OK, Enough about the idea of a flat helping anything.
As far as the laser, I don't think aiming at a centered dot on a paper mask is going to get me very accurately centered but I suppose it is better than nothing. The Glatter laser I have projects concentric circles but these circles do not reach the edge of the objective over the path length. Now, if they could somehow be spread out more they might prove useful in centering.
1. I will take the rotator to my local machine shop. I'm hopeful the tech there will help me measure the runout as Josh suggests. If not I'll need to wait until the tool I've ordered arrives.
2. I will post a photo of the setup.
Repeated and got same values pretty much going the opposite direction (at 360 and 315 measured 9), but ended up at 180 = 1.5, so the measurement is probably only accurate to ca 10 microns or so. But, I think I can safely say the thing is tilting by 80-90 microns.
I put the dial indicator on the side to measure concentricity:
Those angles, are they the rotator PA while being moved by the motor, and the dial gauge is fixed? And what is being used as the reference surface, the rotator body I presume?
So I see two possibilities:
-the moving tube of the rotator is rotating true (no eccentricity) and the end, or mounting surface, is cut crooked
-the moving tube is cut square but rotating with eccentricity
In either case the other end of a 'perfect' adapter attached to the moving tube will draw a circle around the optical axis.

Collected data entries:

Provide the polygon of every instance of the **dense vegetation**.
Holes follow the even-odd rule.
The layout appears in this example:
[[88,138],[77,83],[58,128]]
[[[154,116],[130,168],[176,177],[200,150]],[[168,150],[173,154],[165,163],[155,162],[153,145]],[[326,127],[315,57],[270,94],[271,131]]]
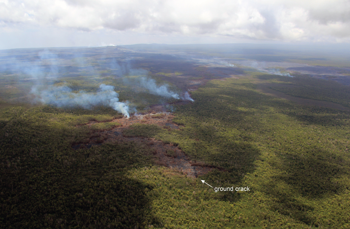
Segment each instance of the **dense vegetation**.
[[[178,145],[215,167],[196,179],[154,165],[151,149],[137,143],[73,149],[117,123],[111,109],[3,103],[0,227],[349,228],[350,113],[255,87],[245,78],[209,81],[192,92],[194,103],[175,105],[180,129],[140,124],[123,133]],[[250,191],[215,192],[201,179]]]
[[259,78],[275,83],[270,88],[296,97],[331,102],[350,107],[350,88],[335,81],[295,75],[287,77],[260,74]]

==

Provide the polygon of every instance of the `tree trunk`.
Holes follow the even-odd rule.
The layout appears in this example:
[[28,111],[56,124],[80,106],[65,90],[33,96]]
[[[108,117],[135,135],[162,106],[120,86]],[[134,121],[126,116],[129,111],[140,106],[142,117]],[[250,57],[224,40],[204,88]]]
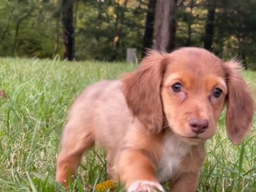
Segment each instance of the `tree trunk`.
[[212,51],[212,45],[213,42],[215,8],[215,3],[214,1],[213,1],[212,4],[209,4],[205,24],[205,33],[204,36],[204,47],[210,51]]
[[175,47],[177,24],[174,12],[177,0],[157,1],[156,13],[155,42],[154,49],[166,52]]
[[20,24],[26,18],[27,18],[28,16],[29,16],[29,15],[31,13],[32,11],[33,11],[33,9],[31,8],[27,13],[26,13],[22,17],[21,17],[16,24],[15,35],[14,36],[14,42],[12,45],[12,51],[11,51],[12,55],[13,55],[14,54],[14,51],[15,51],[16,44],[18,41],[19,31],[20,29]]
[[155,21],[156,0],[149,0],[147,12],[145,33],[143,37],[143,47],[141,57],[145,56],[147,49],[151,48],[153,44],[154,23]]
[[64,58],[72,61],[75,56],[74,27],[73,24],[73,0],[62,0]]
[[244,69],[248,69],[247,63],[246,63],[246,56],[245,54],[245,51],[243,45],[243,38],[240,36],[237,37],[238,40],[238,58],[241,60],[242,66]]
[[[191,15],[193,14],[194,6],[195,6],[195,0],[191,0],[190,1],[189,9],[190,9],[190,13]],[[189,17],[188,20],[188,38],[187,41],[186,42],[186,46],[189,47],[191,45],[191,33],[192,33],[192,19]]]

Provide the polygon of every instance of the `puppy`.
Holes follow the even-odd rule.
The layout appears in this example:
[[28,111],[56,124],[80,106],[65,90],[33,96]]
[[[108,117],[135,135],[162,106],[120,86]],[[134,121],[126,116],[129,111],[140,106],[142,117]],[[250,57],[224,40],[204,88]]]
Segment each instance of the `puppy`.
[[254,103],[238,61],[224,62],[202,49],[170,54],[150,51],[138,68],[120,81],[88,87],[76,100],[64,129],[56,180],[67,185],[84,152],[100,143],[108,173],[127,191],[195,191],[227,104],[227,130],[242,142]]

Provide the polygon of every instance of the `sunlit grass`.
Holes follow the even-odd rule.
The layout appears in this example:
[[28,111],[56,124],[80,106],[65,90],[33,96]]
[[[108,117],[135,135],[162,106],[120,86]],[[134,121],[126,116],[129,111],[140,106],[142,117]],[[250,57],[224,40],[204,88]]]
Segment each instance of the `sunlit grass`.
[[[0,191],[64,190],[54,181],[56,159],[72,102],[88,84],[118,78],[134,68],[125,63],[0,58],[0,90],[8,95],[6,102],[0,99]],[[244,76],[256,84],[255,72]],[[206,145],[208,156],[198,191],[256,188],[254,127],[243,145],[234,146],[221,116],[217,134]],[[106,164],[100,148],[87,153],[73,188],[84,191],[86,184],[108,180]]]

==

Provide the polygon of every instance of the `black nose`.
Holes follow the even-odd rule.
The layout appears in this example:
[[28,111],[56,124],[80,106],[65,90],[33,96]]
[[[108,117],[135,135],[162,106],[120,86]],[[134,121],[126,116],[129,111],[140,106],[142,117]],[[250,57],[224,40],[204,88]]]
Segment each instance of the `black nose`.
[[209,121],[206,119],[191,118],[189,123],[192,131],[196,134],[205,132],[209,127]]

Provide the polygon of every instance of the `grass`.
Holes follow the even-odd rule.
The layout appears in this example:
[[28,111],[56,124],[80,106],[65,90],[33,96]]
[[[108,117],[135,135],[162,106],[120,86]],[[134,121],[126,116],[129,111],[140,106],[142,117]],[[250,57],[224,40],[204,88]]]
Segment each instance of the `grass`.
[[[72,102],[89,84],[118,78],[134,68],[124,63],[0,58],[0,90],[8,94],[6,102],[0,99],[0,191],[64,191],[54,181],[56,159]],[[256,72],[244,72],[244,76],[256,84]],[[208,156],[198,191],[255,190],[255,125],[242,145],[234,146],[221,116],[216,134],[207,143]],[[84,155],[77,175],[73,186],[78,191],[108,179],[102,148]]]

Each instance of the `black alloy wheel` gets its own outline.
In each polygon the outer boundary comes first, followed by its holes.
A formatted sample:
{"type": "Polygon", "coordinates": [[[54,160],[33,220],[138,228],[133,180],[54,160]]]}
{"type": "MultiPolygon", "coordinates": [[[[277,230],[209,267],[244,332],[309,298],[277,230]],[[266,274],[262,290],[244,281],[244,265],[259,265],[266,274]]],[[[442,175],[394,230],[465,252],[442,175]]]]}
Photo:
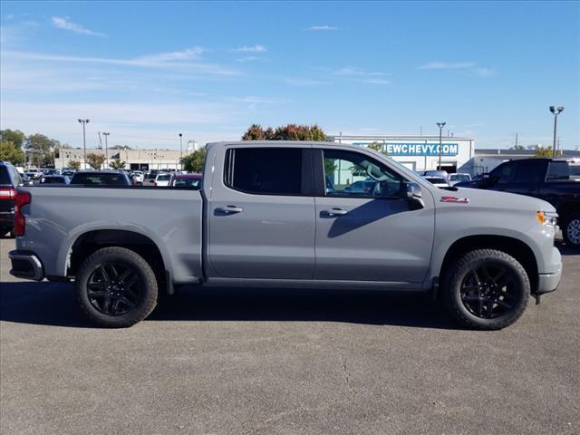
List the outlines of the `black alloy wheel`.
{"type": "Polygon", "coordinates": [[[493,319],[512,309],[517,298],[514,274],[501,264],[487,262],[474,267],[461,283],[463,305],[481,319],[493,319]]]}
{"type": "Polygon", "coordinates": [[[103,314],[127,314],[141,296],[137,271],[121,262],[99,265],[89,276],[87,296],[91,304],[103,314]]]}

## EXERCISE TASKS
A: Reproduce the rotator discussion from "Repeated and got" to "body I presume?", replacing "microns" with "micrometers" throughout that span.
B: In the rotator discussion, what does the Glatter laser project?
The records have no role in this work.

## SOLUTIONS BY TASK
A:
Repeated and got same values pretty much going the opposite direction (at 360 and 315 measured 9), but ended up at 180 = 1.5, so the measurement is probably only accurate to ca 10 micrometers or so. But, I think I can safely say the thing is tilting by 80-90 micrometers.
I put the dial indicator on the side to measure concentricity:
Those angles, are they the rotator PA while being moved by the motor, and the dial gauge is fixed? And what is being used as the reference surface, the rotator body I presume?

B: It projects concentric circles.